- Exercise task -
Rewrite every line of the items below as a numbered list, leaving out any blank lines.
|---|
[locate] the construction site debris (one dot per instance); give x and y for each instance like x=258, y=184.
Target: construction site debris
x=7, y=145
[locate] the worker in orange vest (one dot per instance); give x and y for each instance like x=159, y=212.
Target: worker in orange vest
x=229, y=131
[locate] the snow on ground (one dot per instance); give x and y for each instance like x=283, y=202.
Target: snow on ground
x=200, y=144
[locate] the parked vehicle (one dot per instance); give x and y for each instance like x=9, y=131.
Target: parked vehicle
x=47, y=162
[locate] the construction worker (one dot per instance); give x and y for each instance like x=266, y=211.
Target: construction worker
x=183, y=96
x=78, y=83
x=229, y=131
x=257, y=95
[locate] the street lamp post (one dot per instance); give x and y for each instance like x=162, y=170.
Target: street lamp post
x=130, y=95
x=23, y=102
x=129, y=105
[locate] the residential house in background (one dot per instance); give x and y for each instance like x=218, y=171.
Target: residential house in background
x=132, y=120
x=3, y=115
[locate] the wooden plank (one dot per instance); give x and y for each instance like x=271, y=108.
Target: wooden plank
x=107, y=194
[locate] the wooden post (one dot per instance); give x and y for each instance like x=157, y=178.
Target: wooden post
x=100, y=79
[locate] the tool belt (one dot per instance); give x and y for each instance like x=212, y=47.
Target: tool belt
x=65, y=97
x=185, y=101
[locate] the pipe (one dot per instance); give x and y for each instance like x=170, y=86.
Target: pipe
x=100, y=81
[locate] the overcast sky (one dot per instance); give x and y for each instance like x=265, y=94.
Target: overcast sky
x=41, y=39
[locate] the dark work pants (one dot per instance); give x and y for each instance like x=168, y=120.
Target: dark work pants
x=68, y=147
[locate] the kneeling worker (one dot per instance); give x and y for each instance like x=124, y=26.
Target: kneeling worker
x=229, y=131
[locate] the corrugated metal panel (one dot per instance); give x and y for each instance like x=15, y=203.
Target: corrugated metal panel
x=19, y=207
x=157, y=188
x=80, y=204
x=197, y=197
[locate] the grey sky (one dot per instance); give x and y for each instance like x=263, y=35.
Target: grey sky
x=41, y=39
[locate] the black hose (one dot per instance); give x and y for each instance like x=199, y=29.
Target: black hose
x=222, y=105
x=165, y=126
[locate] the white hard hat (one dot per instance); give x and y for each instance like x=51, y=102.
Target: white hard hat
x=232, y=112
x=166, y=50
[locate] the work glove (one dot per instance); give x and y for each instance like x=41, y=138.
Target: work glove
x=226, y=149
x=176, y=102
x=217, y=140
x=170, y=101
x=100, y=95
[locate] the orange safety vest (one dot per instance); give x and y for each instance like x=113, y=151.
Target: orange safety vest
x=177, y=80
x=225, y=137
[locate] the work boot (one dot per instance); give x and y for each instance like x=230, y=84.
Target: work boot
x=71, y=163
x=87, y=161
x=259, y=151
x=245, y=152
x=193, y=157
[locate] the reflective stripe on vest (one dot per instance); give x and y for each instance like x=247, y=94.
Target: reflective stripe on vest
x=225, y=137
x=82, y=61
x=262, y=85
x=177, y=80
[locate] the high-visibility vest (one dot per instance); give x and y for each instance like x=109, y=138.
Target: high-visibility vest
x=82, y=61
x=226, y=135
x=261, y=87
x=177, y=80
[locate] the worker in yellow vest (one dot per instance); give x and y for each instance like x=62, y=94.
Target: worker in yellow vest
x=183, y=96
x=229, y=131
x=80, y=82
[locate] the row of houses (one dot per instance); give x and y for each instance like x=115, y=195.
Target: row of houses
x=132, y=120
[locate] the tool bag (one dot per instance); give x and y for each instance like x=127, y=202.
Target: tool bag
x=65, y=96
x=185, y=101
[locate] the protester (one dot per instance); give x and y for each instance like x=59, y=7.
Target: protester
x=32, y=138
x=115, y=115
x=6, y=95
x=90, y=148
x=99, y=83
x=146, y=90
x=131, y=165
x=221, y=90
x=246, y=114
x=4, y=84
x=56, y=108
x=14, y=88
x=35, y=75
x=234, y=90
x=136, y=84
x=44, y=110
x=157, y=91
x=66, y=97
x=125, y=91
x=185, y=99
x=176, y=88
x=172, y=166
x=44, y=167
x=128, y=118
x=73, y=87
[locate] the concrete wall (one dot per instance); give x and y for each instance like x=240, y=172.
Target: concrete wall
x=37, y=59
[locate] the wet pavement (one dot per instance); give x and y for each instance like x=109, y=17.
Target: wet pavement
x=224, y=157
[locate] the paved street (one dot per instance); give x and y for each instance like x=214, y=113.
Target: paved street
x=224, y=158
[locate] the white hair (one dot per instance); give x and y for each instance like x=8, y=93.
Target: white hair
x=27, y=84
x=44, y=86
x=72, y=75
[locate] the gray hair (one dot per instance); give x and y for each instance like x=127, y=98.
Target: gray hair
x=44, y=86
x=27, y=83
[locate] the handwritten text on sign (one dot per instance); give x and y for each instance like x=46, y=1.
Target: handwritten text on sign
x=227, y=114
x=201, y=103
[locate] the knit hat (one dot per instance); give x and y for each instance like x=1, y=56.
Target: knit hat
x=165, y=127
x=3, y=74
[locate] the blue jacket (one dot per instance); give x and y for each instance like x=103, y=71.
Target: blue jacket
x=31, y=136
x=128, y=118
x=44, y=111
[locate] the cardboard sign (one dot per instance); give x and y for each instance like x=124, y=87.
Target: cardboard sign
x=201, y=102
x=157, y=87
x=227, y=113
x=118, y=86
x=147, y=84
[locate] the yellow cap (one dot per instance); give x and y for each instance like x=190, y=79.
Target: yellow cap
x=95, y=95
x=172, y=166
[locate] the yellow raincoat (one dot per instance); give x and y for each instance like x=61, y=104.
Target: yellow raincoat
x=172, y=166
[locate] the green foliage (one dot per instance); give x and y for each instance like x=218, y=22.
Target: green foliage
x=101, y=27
|---|
- Final answer -
1. [locate] the construction site debris (one dot per instance); give x and y for each instance like x=258, y=184.
2. Target: construction site debris
3. x=7, y=145
4. [locate] the worker in orange vest (one dot per instance); give x and y for each instance like x=159, y=212.
5. Target: worker in orange vest
6. x=229, y=131
7. [locate] the snow on ground (one dot per instance); give x and y for each instance like x=283, y=202.
8. Target: snow on ground
9. x=200, y=144
10. [locate] the parked vehicle (one dot per instance); give x and y for each instance like x=9, y=131.
11. Target: parked vehicle
12. x=47, y=162
13. [locate] the construction worker (one dot per instance); give x and y for each instance like x=266, y=211.
14. Target: construction worker
15. x=183, y=96
16. x=78, y=83
17. x=229, y=131
18. x=257, y=95
19. [locate] the street lamp post (one dot per instance); give x and y for each instance like x=162, y=170.
20. Target: street lamp post
21. x=130, y=95
22. x=23, y=102
23. x=129, y=105
24. [locate] the residential house in background (one dot per instance); give x and y for each instance like x=218, y=171.
25. Target: residential house in background
26. x=132, y=120
27. x=3, y=115
28. [locate] the wooden plank (one dot per instance); give x and y for each instance like x=271, y=108.
29. Target: wooden plank
30. x=107, y=194
31. [locate] the wooden post (one dot per instance); give x and y for each instance like x=157, y=178.
32. Target: wooden post
33. x=100, y=79
34. [locate] the tool belt (one dot per instance); give x and y for each instance like x=212, y=47.
35. Target: tool belt
36. x=65, y=97
37. x=185, y=101
38. [locate] the pipe (one dot per instance); give x and y for each instance like x=170, y=86.
39. Target: pipe
40. x=100, y=81
41. [locate] the overcast sky (one dot per instance); give x and y for each instance like x=265, y=94.
42. Target: overcast sky
43. x=41, y=39
44. [locate] the dark work pants (one dot per instance); give x and y for each instance like x=168, y=120.
45. Target: dark work pants
46. x=68, y=147
47. [locate] the kneeling worker (one dot per instance); give x and y for each instance like x=124, y=26.
48. Target: kneeling worker
49. x=229, y=131
50. [locate] the corrugated metal panel (one dot per instance); give x and y for each instance like x=15, y=203.
51. Target: corrugated metal panel
52. x=19, y=207
53. x=157, y=188
54. x=80, y=204
55. x=197, y=197
56. [locate] the grey sky (one dot per instance); give x and y for each instance like x=263, y=35.
57. Target: grey sky
58. x=41, y=39
59. [locate] the black hose (one dot per instance); give x and y for each instance like x=199, y=29.
60. Target: black hose
61. x=222, y=105
62. x=165, y=126
63. [locate] the white hard hat (one dot per instance); give x and y for each instance like x=51, y=102.
64. Target: white hard hat
65. x=232, y=112
66. x=166, y=50
67. [locate] the work glove (one dot per instance); give x and y for each instance like x=41, y=138.
68. Target: work glove
69. x=226, y=149
70. x=176, y=102
71. x=217, y=140
72. x=170, y=101
73. x=100, y=95
74. [locate] the orange safety vest (one dot per instance); give x and y for each instance like x=113, y=151.
75. Target: orange safety vest
76. x=177, y=80
77. x=225, y=137
78. [locate] the work boot (one dot per instance); give x and y for each instance like x=230, y=84.
79. Target: work boot
80. x=71, y=163
81. x=87, y=161
82. x=259, y=151
83. x=245, y=152
84. x=193, y=157
85. [locate] the reflective stripe on vest (one dot per instance); give x and y for each instance like x=247, y=94.
86. Target: reflective stripe on vest
87. x=225, y=137
88. x=82, y=61
89. x=262, y=85
90. x=177, y=80
91. [locate] the high-visibility vest (one dot per instance); give x and y for each instance like x=109, y=138.
92. Target: high-visibility vest
93. x=82, y=61
94. x=226, y=135
95. x=261, y=87
96. x=177, y=80
97. [locate] the worker in yellow vest (one dot per instance); give x and y for each instance like x=62, y=94.
98. Target: worker in yellow vest
99. x=183, y=96
100. x=229, y=131
101. x=80, y=82
102. [locate] the row of houses (one dot per instance); give x and y for each instance like x=115, y=195.
103. Target: row of houses
104. x=132, y=120
105. [locate] the tool bag (one dot per instance); give x and y for each instance like x=127, y=202.
106. Target: tool bag
107. x=65, y=96
108. x=185, y=101
109. [locate] the protester (one dot per instance); give x and y for each instance like x=59, y=7.
110. Target: protester
111. x=32, y=138
112. x=115, y=115
113. x=6, y=95
114. x=90, y=148
115. x=99, y=83
116. x=146, y=90
117. x=131, y=165
118. x=221, y=90
119. x=246, y=114
120. x=4, y=84
121. x=56, y=108
122. x=14, y=88
123. x=35, y=75
124. x=234, y=90
125. x=136, y=84
126. x=44, y=110
127. x=157, y=91
128. x=66, y=97
129. x=125, y=91
130. x=185, y=99
131. x=176, y=88
132. x=172, y=166
133. x=44, y=167
134. x=128, y=118
135. x=73, y=87
136. [locate] the concrete wall (one dot per instance); give x and y for each instance like x=240, y=172.
137. Target: concrete wall
138. x=37, y=59
139. [locate] the wet pavement (one dot per instance); give x and y for each instance like x=109, y=17.
140. Target: wet pavement
141. x=224, y=157
142. [locate] the paved street (one dot per instance); give x and y for each instance like x=214, y=113.
143. Target: paved street
144. x=224, y=158
145. [locate] the white hair (one dot per instance); give x and y for each instance like x=8, y=93.
146. Target: white hair
147. x=27, y=84
148. x=44, y=86
149. x=72, y=75
150. [locate] the gray hair (one dot per instance); give x and y for each instance like x=127, y=98.
151. Target: gray hair
152. x=44, y=86
153. x=27, y=83
154. [locate] the handwritten text on sign (one dot per instance); give x and y for each instance like x=46, y=1.
155. Target: handwritten text on sign
156. x=227, y=114
157. x=201, y=103
158. [locate] the knit hat (one dot per instance); give x and y for each instance like x=1, y=56.
159. Target: knit hat
160. x=165, y=127
161. x=3, y=74
162. [locate] the blue jacket (one dot per instance); give x and y for each instance like x=103, y=71.
163. Target: blue jacket
164. x=31, y=136
165. x=128, y=118
166. x=44, y=111
167. [locate] the cardboard sign (one dot per instance); give x and y for each instance like x=124, y=87.
168. Target: cardboard sign
169. x=201, y=102
170. x=157, y=87
171. x=227, y=113
172. x=118, y=86
173. x=147, y=84
174. [locate] the yellow cap (one dot per instance); give x and y for each instance like x=190, y=79.
175. Target: yellow cap
176. x=95, y=95
177. x=172, y=166
178. [locate] the yellow raincoat (one dot per instance); give x and y for each instance like x=61, y=104.
179. Target: yellow raincoat
180. x=172, y=166
181. [locate] the green foliage (one dot per instance); give x and y for each instance like x=218, y=22.
182. Target: green foliage
183. x=101, y=27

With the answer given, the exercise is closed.